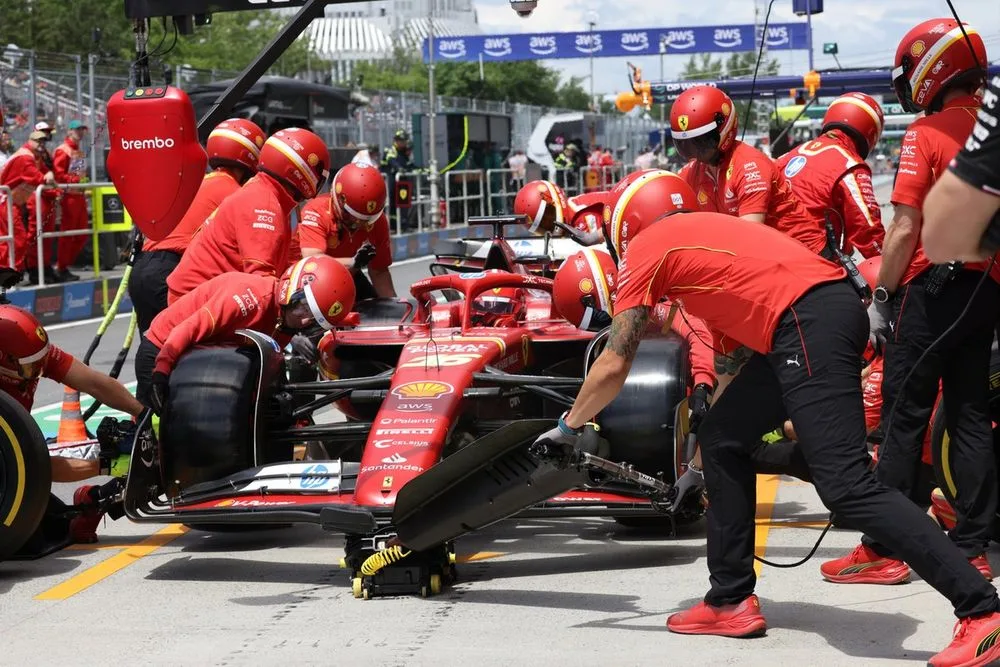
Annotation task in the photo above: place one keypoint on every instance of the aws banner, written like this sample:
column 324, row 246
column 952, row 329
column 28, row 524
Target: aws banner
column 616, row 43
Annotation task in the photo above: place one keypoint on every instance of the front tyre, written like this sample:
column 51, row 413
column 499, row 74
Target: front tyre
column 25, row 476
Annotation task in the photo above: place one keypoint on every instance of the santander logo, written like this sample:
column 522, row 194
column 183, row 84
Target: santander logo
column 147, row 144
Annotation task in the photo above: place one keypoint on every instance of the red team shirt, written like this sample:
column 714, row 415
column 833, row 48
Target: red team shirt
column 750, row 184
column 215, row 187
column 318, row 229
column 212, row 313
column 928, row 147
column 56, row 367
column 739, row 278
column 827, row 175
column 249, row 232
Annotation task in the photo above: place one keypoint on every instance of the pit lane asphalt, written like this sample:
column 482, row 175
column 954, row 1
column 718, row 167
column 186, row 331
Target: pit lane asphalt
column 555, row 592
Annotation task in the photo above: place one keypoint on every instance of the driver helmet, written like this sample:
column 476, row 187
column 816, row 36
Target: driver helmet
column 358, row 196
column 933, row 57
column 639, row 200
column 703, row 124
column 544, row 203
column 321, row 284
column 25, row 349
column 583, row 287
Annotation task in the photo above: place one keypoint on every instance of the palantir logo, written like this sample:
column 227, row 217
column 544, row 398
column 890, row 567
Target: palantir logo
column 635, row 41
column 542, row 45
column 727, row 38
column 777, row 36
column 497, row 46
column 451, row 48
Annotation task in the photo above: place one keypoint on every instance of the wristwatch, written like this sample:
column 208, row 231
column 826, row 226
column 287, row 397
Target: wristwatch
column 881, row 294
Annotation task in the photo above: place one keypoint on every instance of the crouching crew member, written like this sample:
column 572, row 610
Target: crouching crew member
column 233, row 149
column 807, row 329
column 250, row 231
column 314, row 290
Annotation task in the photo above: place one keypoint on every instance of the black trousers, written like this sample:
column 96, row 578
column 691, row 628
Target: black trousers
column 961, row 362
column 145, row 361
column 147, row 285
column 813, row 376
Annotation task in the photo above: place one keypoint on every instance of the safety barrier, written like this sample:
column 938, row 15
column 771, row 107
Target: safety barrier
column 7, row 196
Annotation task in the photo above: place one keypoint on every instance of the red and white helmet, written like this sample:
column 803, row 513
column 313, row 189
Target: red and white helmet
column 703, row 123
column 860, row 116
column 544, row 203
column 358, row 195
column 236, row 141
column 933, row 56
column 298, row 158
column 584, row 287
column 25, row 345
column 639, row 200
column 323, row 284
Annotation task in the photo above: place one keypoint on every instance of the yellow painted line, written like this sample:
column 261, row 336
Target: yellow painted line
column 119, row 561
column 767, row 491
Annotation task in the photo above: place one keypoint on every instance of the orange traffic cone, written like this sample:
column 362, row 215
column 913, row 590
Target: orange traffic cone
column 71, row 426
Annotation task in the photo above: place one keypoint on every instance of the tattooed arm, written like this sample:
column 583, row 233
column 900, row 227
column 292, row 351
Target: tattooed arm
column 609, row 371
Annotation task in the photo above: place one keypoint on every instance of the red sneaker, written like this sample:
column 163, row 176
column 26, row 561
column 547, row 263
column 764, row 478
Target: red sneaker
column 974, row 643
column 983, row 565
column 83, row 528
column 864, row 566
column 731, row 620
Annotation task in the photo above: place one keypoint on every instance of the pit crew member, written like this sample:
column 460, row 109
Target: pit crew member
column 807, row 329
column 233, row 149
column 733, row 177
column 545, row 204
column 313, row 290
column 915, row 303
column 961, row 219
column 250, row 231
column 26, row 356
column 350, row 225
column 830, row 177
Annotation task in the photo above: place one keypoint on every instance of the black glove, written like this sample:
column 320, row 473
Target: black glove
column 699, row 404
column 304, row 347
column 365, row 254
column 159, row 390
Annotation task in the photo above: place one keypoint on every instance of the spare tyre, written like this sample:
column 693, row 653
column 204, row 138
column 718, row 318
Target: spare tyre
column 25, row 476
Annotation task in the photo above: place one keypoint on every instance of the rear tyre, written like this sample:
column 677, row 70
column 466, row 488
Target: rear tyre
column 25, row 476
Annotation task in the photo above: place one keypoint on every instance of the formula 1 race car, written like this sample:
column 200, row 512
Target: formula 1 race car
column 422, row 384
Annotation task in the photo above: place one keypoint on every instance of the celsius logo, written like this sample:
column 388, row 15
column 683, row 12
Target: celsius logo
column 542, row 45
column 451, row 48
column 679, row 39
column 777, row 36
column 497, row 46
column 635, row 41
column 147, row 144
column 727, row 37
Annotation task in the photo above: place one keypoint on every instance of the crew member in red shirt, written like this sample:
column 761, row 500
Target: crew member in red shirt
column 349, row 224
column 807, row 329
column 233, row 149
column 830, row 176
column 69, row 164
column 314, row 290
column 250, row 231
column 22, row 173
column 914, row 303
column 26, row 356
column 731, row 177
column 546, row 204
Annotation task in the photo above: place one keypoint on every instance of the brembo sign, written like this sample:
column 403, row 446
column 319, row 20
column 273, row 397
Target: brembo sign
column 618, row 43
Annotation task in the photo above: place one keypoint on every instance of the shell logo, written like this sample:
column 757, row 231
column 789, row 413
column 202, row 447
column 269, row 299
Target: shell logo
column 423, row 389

...

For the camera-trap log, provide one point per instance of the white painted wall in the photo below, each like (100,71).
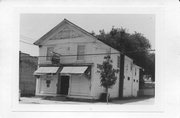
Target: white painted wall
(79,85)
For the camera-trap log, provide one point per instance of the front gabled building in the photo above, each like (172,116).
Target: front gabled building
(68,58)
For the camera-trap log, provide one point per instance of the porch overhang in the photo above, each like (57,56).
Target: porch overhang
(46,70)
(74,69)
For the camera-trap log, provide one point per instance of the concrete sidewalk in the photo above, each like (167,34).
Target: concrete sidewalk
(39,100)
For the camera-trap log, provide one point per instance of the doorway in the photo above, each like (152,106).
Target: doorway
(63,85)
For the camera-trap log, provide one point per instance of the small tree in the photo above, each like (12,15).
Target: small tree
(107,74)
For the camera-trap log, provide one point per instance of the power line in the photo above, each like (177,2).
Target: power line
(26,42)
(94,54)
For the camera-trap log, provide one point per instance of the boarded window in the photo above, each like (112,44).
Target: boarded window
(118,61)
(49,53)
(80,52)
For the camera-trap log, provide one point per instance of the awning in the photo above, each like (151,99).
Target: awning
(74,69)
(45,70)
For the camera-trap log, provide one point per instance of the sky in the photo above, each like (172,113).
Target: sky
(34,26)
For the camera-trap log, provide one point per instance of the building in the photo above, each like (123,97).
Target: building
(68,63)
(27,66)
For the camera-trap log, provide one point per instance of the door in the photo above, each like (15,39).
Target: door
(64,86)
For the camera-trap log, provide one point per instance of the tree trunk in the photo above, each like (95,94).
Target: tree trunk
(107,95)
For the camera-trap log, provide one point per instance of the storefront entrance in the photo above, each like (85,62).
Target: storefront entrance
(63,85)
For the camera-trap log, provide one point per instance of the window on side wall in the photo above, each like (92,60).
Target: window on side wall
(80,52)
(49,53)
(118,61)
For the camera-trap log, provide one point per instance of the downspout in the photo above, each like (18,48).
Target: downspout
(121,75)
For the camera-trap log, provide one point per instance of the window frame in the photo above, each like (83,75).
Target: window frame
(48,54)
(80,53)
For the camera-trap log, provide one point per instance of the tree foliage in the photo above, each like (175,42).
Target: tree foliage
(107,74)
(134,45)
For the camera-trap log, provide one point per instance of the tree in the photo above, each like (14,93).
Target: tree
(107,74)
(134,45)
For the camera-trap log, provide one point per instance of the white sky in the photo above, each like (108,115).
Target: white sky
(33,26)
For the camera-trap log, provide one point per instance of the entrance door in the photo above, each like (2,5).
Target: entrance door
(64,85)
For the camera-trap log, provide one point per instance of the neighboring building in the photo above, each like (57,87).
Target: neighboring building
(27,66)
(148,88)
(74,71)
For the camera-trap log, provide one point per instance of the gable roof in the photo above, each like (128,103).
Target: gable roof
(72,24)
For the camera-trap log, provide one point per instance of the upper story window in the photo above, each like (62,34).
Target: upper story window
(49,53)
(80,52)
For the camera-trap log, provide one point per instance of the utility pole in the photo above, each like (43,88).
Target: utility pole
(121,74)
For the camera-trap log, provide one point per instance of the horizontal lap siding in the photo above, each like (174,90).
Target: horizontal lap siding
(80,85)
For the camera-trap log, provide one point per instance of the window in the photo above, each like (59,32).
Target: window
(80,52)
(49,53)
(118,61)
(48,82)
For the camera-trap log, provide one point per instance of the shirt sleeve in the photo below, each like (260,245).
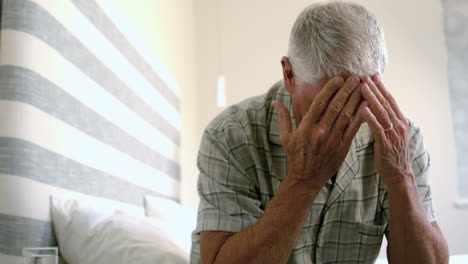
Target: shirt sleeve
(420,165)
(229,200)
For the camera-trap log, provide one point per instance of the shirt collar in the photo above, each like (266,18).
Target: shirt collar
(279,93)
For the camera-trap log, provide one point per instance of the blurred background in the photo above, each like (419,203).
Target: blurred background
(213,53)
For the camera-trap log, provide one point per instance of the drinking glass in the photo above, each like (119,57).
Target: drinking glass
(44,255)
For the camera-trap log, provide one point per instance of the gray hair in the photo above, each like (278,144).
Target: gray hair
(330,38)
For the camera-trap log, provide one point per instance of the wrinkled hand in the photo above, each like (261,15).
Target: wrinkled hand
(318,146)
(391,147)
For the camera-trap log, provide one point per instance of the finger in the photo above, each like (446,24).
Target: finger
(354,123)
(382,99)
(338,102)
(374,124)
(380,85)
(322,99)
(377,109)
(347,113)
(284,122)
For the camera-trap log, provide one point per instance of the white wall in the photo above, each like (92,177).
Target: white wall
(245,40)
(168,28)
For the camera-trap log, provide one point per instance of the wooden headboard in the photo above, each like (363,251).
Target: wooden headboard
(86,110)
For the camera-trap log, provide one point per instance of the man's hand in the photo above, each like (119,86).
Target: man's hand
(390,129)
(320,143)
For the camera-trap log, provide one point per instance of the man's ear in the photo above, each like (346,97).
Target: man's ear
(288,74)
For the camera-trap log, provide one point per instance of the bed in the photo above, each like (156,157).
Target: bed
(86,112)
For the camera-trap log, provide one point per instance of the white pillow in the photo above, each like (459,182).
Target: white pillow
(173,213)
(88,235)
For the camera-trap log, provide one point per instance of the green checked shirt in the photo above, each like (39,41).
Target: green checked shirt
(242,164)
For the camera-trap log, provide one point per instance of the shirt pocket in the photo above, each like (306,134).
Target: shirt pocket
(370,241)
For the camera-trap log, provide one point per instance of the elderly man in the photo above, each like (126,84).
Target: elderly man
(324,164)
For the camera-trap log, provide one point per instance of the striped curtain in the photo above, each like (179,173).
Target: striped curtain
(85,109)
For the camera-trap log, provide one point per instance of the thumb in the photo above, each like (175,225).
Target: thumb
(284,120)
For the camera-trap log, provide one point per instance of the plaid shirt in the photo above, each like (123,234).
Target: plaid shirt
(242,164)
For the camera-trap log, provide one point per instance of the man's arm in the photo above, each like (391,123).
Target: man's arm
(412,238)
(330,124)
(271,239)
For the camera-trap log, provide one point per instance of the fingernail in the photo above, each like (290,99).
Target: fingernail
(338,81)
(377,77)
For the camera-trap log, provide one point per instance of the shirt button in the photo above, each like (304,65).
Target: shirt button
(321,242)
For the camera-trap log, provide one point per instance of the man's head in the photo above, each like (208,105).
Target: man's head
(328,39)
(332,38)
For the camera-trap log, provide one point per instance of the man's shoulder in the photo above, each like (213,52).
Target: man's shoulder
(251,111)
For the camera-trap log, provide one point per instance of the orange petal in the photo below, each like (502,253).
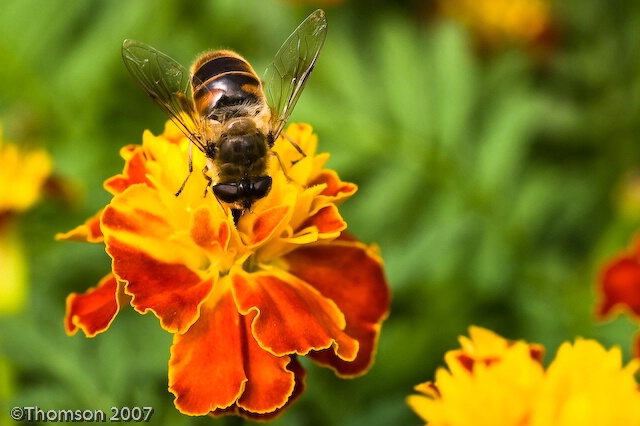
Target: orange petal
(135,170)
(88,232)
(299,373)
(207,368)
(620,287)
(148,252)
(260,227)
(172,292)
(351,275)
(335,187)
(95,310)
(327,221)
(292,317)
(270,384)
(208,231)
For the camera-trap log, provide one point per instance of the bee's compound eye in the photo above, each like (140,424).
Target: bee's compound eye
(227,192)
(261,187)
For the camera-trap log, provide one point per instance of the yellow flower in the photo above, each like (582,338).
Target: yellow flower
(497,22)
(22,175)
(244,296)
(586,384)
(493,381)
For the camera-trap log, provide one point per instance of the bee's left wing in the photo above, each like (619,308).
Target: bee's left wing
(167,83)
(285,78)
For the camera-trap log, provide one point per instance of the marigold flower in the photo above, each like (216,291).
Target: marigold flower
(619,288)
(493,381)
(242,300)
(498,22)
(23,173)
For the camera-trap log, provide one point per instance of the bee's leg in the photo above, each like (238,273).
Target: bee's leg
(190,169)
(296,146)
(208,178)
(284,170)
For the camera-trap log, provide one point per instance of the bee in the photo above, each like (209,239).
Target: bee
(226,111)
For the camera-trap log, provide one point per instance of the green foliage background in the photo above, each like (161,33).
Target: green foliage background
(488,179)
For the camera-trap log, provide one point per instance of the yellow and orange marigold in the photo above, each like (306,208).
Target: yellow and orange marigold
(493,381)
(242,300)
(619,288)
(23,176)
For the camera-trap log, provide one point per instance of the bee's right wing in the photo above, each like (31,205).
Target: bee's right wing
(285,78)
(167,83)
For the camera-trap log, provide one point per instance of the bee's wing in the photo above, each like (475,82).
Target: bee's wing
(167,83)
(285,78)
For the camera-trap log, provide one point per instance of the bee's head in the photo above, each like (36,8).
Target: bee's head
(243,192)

Task to complete: In the listing above, find the line holding "each like (459,182)." and the line holding "each like (39,41).", then output those two lines and every line between them exactly.

Exercise solution:
For the camera-trap log, provide one point per instance of the white pillow in the photo above, each like (459,182).
Target: white pillow
(173,213)
(88,235)
For the camera-trap log, provide one point per instance of the green checked shirt in the photo above, each like (39,41).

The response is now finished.